WORK TO DO: Below are the entries; output exactly the lines from the one containing "point_to SHOULD place one pin on every instance of the small" through the final line, inclusive.

▼▼▼

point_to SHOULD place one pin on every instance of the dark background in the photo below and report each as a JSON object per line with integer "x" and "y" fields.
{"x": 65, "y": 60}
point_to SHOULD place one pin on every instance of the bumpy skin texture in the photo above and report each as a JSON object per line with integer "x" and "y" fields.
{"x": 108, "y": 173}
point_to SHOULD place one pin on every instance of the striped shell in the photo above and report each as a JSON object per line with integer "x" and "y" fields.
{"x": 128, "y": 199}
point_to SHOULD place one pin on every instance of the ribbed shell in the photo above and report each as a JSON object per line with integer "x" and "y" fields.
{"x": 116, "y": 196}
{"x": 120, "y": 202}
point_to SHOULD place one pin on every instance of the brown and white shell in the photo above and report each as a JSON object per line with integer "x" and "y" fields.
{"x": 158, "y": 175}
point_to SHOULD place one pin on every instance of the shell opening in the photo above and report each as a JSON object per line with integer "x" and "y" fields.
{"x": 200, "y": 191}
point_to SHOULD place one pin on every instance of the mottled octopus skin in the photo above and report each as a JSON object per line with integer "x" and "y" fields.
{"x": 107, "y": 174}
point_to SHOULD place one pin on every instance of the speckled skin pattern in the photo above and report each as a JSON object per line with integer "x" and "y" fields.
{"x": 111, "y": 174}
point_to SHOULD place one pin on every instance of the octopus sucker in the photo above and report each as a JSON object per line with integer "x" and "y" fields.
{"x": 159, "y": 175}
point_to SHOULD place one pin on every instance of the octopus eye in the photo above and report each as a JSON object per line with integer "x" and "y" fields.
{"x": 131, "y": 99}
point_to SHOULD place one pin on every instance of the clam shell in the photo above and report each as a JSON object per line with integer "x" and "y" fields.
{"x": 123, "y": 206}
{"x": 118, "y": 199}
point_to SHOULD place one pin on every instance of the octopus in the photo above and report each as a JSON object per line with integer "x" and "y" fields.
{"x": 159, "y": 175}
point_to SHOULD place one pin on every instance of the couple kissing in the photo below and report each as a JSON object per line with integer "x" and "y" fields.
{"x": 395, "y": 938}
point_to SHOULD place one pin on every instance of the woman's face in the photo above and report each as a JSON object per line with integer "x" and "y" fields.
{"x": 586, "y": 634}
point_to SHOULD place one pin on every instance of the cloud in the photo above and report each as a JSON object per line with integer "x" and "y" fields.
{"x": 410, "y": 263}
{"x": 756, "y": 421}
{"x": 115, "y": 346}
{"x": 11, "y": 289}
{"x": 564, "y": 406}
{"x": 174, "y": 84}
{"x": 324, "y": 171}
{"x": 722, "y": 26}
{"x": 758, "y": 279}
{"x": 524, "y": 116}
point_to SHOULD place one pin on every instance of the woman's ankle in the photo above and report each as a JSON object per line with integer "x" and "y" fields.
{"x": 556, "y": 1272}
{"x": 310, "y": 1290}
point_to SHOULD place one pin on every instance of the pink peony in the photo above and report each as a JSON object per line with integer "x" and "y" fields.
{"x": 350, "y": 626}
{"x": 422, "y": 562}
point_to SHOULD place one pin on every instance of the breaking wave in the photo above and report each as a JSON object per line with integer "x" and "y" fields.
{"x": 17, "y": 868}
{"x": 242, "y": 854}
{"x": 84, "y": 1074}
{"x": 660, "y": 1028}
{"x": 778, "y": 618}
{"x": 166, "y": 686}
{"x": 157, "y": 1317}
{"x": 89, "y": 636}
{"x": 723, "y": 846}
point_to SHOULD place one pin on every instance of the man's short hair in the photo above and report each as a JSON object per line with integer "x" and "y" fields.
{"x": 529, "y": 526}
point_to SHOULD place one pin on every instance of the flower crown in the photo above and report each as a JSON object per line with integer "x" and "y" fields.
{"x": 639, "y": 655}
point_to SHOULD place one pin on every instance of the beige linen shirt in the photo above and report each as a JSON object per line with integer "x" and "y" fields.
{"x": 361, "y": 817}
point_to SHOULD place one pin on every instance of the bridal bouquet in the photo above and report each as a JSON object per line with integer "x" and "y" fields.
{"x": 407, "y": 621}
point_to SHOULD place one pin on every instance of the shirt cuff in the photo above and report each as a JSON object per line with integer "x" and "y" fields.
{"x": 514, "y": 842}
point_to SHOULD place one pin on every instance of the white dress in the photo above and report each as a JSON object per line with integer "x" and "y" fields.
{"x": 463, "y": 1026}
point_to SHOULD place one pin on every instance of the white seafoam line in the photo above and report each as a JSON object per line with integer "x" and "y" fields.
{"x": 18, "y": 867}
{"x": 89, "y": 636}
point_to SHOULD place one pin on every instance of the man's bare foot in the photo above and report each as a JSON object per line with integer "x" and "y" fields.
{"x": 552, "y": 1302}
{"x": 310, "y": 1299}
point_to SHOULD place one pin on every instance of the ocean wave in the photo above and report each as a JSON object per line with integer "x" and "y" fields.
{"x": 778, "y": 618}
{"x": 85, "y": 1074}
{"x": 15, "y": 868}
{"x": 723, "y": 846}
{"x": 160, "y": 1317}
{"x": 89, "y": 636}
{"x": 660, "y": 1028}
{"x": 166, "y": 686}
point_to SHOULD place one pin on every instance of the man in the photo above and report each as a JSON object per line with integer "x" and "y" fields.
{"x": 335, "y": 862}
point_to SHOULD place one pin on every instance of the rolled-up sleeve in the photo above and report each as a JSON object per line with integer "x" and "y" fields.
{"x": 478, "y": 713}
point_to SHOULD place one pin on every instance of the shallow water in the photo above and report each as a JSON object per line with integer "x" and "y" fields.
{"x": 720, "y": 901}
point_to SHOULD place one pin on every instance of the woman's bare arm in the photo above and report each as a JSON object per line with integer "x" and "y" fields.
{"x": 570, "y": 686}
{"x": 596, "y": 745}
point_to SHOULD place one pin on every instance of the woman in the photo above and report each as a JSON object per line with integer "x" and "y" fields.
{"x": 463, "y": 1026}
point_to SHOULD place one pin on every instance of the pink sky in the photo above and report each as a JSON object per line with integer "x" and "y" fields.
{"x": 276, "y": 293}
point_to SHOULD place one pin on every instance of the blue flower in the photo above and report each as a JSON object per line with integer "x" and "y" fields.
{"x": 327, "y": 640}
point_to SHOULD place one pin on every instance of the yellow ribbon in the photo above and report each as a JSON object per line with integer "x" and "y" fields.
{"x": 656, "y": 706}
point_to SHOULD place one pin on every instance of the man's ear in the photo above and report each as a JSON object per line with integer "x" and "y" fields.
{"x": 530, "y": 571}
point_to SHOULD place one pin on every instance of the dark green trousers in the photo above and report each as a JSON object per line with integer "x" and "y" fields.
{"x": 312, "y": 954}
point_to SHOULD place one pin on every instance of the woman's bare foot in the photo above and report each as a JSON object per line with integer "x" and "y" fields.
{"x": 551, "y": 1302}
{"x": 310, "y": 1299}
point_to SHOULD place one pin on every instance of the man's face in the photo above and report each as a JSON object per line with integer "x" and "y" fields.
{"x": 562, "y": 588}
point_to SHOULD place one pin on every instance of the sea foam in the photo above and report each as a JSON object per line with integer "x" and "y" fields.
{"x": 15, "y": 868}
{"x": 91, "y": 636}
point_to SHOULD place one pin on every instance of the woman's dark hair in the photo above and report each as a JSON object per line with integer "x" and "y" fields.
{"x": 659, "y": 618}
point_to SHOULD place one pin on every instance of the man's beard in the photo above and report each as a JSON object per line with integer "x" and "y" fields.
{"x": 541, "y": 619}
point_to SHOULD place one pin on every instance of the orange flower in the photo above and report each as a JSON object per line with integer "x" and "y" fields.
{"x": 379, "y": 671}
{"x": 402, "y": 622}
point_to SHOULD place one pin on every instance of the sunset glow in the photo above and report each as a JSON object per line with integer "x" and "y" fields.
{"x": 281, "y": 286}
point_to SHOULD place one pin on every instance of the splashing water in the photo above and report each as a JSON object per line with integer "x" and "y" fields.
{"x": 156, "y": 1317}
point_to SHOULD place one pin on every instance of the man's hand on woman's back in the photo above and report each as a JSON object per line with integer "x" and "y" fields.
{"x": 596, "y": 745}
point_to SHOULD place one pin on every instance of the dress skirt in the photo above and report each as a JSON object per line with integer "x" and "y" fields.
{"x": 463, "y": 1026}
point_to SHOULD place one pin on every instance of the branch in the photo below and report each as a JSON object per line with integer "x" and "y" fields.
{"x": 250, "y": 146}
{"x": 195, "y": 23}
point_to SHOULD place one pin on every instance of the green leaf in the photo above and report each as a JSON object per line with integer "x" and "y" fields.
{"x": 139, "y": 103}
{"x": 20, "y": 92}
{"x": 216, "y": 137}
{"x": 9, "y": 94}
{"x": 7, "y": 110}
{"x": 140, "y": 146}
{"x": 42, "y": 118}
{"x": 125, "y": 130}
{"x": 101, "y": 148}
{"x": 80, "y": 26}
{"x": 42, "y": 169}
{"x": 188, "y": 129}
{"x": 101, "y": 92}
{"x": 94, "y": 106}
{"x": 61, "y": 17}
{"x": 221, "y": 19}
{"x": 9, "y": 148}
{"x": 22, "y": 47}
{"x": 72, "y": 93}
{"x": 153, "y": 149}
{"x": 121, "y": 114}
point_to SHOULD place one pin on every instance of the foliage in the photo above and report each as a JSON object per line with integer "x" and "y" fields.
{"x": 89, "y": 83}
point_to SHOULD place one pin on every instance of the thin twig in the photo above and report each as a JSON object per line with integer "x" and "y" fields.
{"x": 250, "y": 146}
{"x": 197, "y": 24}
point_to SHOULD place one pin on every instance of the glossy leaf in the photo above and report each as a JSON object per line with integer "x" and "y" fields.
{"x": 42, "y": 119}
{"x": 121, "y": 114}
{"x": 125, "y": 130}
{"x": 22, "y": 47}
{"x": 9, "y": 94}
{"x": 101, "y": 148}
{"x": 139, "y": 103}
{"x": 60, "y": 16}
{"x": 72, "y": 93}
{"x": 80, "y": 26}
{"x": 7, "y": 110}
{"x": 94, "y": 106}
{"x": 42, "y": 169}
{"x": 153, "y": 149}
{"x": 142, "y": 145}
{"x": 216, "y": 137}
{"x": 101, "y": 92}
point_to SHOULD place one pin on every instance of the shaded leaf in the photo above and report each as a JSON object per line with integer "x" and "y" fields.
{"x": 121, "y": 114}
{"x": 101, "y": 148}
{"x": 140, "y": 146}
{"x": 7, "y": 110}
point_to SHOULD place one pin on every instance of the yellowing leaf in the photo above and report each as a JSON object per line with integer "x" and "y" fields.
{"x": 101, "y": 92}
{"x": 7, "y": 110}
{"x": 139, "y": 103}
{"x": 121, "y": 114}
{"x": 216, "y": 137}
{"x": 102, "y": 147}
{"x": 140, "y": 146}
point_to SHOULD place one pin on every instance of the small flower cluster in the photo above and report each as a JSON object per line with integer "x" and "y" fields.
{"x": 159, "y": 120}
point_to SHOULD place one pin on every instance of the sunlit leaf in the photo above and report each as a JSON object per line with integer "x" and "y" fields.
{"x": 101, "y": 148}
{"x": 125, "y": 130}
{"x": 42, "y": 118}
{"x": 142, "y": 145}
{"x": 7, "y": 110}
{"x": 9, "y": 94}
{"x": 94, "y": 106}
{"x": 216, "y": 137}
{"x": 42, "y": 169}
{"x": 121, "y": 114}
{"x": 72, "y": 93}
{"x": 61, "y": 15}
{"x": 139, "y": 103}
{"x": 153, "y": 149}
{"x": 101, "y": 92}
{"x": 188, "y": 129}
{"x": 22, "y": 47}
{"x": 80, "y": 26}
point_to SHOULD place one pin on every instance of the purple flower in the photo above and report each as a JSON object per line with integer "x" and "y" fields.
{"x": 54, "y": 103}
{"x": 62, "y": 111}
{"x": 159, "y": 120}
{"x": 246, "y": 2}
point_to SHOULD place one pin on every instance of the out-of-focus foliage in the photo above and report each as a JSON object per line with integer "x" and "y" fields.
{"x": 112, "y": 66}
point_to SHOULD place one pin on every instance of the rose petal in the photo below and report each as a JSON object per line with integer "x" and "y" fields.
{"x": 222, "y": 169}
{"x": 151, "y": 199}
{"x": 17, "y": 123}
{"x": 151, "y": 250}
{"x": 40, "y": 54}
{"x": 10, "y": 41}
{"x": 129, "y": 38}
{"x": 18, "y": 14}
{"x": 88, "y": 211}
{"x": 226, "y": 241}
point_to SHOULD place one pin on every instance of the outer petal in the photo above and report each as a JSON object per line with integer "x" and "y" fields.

▲▲▲

WRITTEN RESPONSE:
point_to SHOULD place one pin on every instance of the small flower cluster in the photo above and report each as a JSON object per line with integer "x" and "y" fields.
{"x": 159, "y": 120}
point_to SHOULD place one pin on every instance of the sunlit leaf in the photo above and report each as a JSON object per line with integer "x" and "y" fields.
{"x": 101, "y": 148}
{"x": 125, "y": 130}
{"x": 42, "y": 118}
{"x": 142, "y": 145}
{"x": 7, "y": 110}
{"x": 9, "y": 94}
{"x": 94, "y": 106}
{"x": 216, "y": 137}
{"x": 42, "y": 169}
{"x": 121, "y": 114}
{"x": 72, "y": 93}
{"x": 61, "y": 15}
{"x": 139, "y": 103}
{"x": 153, "y": 149}
{"x": 101, "y": 92}
{"x": 188, "y": 129}
{"x": 22, "y": 47}
{"x": 80, "y": 26}
point_to SHOULD place one pin on every instance of the purple flower in the photo above and report each as a JSON object per line with integer "x" and "y" fields.
{"x": 54, "y": 103}
{"x": 62, "y": 111}
{"x": 159, "y": 120}
{"x": 246, "y": 2}
point_to SHOULD place one pin on every instance of the out-of-focus foliage in the photo above and report each as a JSON object per line with integer "x" and "y" fields.
{"x": 112, "y": 66}
point_to SHOULD place one pin on every instance of the rose petal in the photo below and report each as a JSON object per line with integer "x" and "y" fields.
{"x": 222, "y": 169}
{"x": 151, "y": 199}
{"x": 17, "y": 123}
{"x": 151, "y": 250}
{"x": 40, "y": 54}
{"x": 10, "y": 41}
{"x": 129, "y": 38}
{"x": 18, "y": 14}
{"x": 88, "y": 211}
{"x": 226, "y": 241}
point_to SHOULD place one pin on every instance of the outer petal in the photo above and report each as a JSON object per line with integer "x" and "y" fields.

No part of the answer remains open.